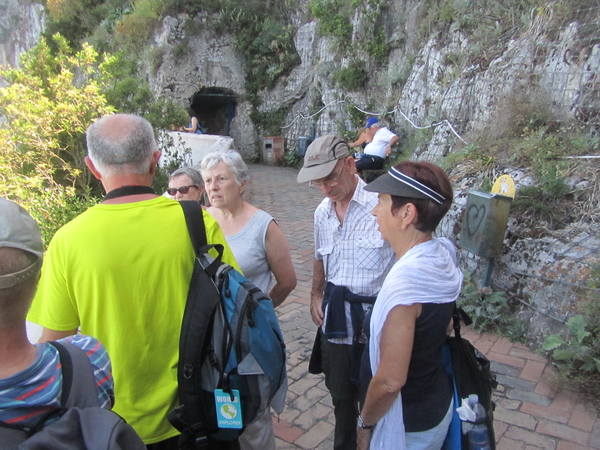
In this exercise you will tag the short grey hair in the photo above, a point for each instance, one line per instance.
(121, 143)
(231, 159)
(192, 173)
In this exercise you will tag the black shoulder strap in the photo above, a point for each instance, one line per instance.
(79, 383)
(195, 223)
(67, 371)
(203, 297)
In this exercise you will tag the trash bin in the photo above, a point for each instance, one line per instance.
(303, 143)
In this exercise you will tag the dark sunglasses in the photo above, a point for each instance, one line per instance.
(182, 190)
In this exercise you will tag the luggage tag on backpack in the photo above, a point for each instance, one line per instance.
(229, 412)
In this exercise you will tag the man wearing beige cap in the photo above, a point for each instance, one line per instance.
(351, 261)
(31, 376)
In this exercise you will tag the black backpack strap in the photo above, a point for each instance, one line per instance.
(195, 223)
(203, 297)
(79, 383)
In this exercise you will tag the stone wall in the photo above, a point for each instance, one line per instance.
(21, 24)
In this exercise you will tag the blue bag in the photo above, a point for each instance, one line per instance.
(230, 344)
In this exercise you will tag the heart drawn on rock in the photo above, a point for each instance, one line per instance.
(475, 215)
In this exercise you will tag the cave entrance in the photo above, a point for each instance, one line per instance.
(215, 109)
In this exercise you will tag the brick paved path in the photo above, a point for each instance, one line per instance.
(532, 412)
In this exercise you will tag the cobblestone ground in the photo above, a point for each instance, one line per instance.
(532, 413)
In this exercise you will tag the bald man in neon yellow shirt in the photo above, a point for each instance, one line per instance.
(120, 272)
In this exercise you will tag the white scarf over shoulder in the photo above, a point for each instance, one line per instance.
(427, 273)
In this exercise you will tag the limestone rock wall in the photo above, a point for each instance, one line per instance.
(21, 24)
(419, 84)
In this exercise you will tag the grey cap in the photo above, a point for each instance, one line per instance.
(321, 157)
(19, 230)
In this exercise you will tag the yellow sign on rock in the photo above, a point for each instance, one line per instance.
(504, 185)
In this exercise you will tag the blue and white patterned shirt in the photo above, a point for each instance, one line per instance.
(354, 254)
(31, 393)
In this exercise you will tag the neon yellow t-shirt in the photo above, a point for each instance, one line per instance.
(121, 273)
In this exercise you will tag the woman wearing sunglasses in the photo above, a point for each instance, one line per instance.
(259, 247)
(187, 184)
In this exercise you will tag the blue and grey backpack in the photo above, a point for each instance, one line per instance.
(231, 351)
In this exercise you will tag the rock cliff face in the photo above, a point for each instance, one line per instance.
(424, 79)
(21, 24)
(421, 83)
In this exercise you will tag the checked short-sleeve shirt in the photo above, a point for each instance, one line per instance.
(354, 254)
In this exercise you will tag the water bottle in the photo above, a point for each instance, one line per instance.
(479, 438)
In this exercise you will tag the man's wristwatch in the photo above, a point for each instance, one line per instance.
(361, 424)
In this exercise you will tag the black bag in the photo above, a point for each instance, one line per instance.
(472, 374)
(230, 340)
(82, 424)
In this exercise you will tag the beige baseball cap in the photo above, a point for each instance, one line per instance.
(19, 230)
(321, 156)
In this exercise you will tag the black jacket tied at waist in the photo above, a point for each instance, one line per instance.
(335, 297)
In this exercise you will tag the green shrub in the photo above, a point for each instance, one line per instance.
(49, 102)
(581, 352)
(487, 309)
(334, 20)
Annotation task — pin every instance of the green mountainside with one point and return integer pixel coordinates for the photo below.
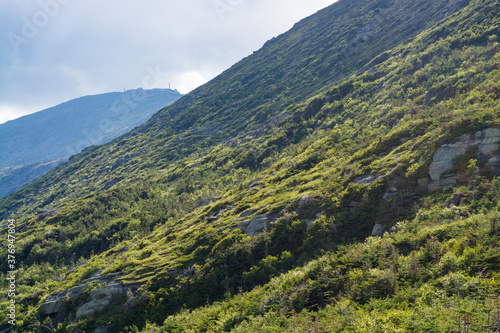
(344, 178)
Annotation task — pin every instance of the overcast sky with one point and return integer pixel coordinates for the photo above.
(57, 50)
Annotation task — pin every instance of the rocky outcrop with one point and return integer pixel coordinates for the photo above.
(256, 225)
(378, 230)
(368, 179)
(99, 297)
(486, 141)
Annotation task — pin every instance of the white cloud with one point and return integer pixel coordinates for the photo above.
(95, 46)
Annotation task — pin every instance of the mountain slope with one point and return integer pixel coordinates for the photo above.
(323, 48)
(48, 137)
(124, 225)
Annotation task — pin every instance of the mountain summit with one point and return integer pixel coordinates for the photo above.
(342, 178)
(34, 144)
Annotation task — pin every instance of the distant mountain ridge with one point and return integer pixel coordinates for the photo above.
(36, 143)
(344, 178)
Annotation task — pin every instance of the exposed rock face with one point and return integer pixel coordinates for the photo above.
(487, 142)
(368, 179)
(378, 230)
(255, 226)
(100, 297)
(206, 202)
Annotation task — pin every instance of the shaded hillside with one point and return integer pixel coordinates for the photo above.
(209, 219)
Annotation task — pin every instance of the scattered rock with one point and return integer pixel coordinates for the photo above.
(494, 163)
(255, 180)
(448, 181)
(389, 194)
(255, 226)
(423, 183)
(487, 142)
(206, 202)
(455, 200)
(368, 179)
(101, 298)
(54, 303)
(320, 214)
(248, 212)
(47, 213)
(378, 230)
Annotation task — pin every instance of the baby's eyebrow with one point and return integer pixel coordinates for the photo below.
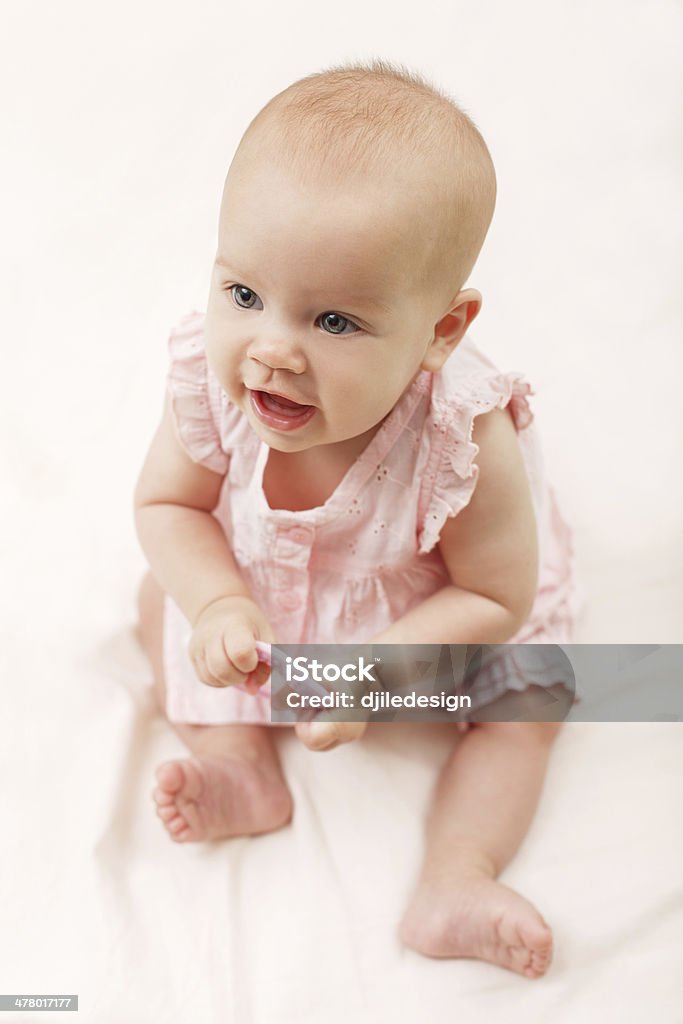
(366, 301)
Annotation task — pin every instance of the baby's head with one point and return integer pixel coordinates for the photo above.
(352, 214)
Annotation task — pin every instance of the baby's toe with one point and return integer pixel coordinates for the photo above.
(167, 813)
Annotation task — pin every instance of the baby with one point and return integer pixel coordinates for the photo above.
(312, 479)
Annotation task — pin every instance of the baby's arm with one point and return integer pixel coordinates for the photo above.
(491, 552)
(190, 558)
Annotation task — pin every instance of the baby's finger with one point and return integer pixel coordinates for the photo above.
(239, 646)
(204, 672)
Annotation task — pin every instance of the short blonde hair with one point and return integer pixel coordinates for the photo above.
(361, 119)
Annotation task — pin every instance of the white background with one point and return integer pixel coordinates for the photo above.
(119, 124)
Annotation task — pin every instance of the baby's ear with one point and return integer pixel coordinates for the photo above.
(452, 328)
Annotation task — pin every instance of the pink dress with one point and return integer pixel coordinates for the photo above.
(343, 571)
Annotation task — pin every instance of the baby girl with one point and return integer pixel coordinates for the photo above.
(337, 462)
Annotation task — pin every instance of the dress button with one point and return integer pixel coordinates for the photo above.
(290, 601)
(300, 535)
(281, 579)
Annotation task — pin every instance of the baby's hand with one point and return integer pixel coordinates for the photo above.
(322, 735)
(222, 647)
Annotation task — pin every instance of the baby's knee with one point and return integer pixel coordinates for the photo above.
(527, 732)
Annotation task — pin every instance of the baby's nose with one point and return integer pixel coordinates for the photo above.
(278, 352)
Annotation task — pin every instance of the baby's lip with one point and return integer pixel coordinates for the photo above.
(281, 394)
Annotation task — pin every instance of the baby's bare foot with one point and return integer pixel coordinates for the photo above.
(478, 916)
(205, 798)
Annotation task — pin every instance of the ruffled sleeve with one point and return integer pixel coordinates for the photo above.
(451, 474)
(195, 396)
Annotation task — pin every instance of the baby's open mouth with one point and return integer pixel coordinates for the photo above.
(283, 406)
(280, 414)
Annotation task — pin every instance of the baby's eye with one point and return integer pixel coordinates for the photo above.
(335, 324)
(244, 297)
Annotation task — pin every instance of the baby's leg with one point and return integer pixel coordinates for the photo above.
(232, 784)
(484, 802)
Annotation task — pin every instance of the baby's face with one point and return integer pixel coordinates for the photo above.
(313, 297)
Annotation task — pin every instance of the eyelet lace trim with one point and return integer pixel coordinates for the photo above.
(451, 473)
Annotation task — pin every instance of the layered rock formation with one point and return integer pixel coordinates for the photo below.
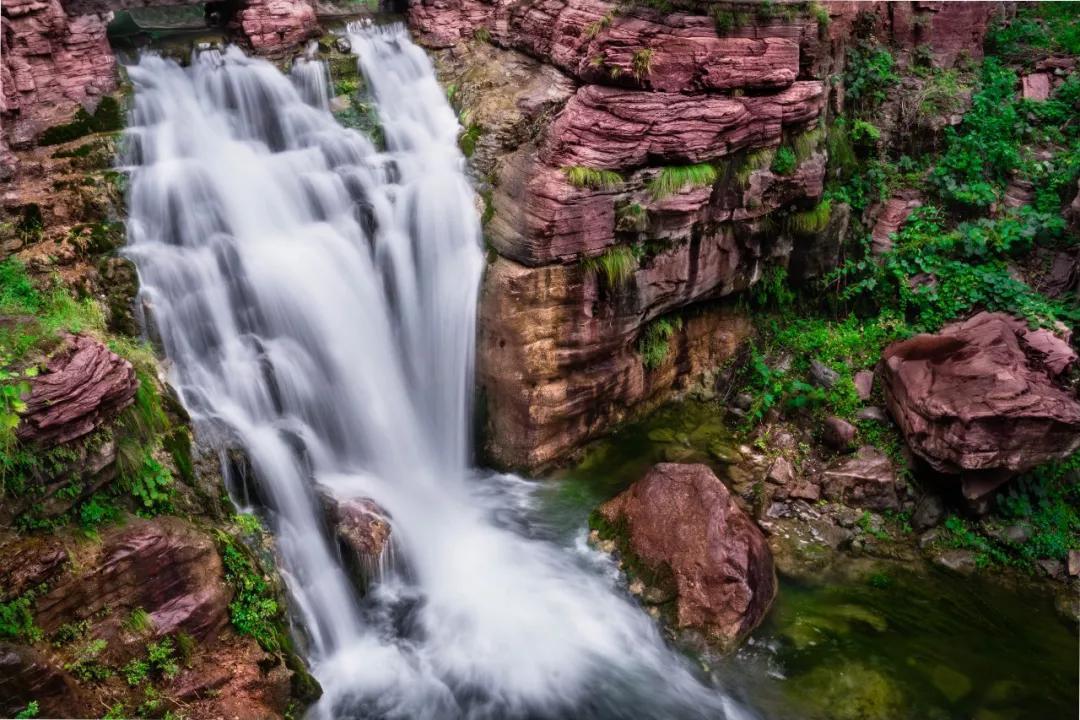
(83, 385)
(684, 530)
(588, 171)
(980, 398)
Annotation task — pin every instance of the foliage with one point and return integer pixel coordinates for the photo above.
(868, 73)
(676, 178)
(653, 343)
(16, 619)
(253, 610)
(86, 666)
(616, 266)
(810, 221)
(784, 162)
(642, 63)
(580, 176)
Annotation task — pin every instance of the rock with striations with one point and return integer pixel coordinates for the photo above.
(83, 385)
(980, 398)
(865, 480)
(682, 522)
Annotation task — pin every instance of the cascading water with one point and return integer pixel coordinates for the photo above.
(316, 301)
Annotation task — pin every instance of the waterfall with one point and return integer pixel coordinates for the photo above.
(315, 298)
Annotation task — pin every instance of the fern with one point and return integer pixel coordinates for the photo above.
(675, 179)
(616, 266)
(580, 176)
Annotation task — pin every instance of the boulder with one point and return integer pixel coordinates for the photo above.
(683, 525)
(362, 530)
(838, 434)
(980, 398)
(865, 480)
(83, 385)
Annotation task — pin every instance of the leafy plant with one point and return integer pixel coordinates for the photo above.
(676, 178)
(616, 266)
(784, 162)
(642, 63)
(655, 340)
(589, 177)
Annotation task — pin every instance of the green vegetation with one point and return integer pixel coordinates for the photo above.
(108, 118)
(253, 611)
(674, 179)
(616, 266)
(580, 176)
(653, 344)
(784, 162)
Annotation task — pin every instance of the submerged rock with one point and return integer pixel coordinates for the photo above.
(684, 529)
(980, 398)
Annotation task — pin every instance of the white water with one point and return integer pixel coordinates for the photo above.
(316, 300)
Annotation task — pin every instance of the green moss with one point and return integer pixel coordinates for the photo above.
(108, 117)
(653, 344)
(784, 162)
(616, 266)
(589, 177)
(674, 179)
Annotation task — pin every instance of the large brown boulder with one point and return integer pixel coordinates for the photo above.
(980, 398)
(83, 385)
(680, 522)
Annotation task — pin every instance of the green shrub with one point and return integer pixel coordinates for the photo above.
(589, 177)
(784, 162)
(253, 610)
(616, 266)
(674, 179)
(653, 344)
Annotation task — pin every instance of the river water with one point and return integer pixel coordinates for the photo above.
(315, 298)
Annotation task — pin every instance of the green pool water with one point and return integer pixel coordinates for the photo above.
(873, 640)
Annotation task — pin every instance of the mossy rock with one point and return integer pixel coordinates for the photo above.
(108, 117)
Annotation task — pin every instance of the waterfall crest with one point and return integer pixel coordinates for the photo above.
(316, 299)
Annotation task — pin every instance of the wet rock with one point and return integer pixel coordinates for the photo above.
(823, 376)
(957, 560)
(163, 566)
(27, 676)
(838, 434)
(873, 413)
(866, 480)
(864, 384)
(363, 530)
(781, 472)
(680, 521)
(980, 399)
(83, 385)
(929, 513)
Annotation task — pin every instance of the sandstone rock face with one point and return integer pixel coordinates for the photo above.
(682, 521)
(163, 566)
(557, 344)
(363, 530)
(83, 385)
(277, 26)
(864, 480)
(52, 64)
(980, 398)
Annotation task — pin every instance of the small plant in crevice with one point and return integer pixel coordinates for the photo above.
(616, 266)
(674, 179)
(642, 63)
(653, 345)
(784, 162)
(580, 176)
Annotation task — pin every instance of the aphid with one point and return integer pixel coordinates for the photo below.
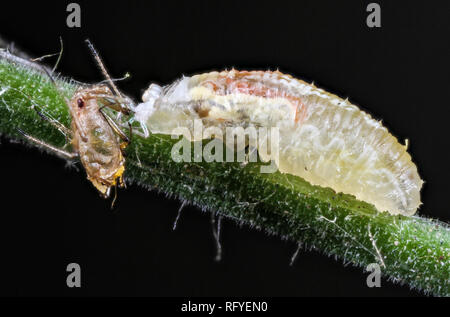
(324, 139)
(95, 138)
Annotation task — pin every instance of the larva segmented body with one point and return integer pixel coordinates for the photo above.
(323, 138)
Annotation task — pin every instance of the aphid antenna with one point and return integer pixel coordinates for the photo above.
(51, 55)
(102, 67)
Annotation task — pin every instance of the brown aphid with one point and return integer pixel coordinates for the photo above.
(95, 138)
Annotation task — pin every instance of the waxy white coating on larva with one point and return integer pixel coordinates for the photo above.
(323, 138)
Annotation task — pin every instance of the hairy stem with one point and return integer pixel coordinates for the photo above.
(410, 250)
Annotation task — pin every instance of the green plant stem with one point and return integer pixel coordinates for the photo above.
(410, 250)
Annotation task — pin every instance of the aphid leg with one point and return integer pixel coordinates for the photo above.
(65, 154)
(74, 116)
(178, 215)
(115, 197)
(121, 182)
(55, 123)
(116, 129)
(216, 234)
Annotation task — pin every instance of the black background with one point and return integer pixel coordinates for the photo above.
(52, 216)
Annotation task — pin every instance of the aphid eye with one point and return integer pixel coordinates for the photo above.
(80, 103)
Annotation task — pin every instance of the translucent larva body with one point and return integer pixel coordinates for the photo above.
(323, 138)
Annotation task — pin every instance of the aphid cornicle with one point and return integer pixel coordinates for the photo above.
(322, 138)
(95, 138)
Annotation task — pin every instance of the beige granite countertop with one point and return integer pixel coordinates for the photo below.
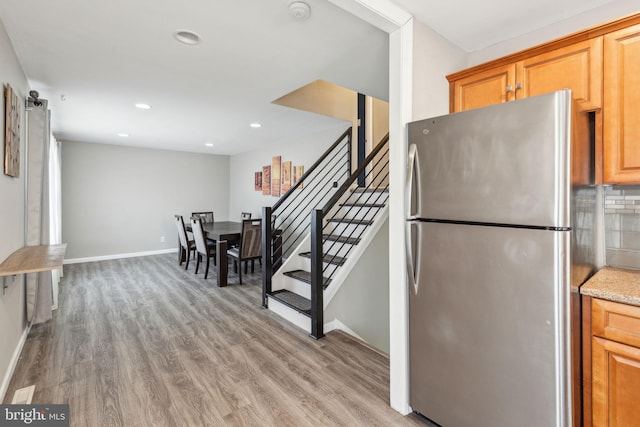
(614, 284)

:::

* **What to do**: With pictures excluded, restate word for word the lines from the one that contains "Annotation task — pin every instance of the beige" through the end of the material, inclusive, and nothing more.

* **Output**:
Annotation task — pin every instance of the beige granite countertop with one point and return integer pixel coordinates for the photo below.
(614, 284)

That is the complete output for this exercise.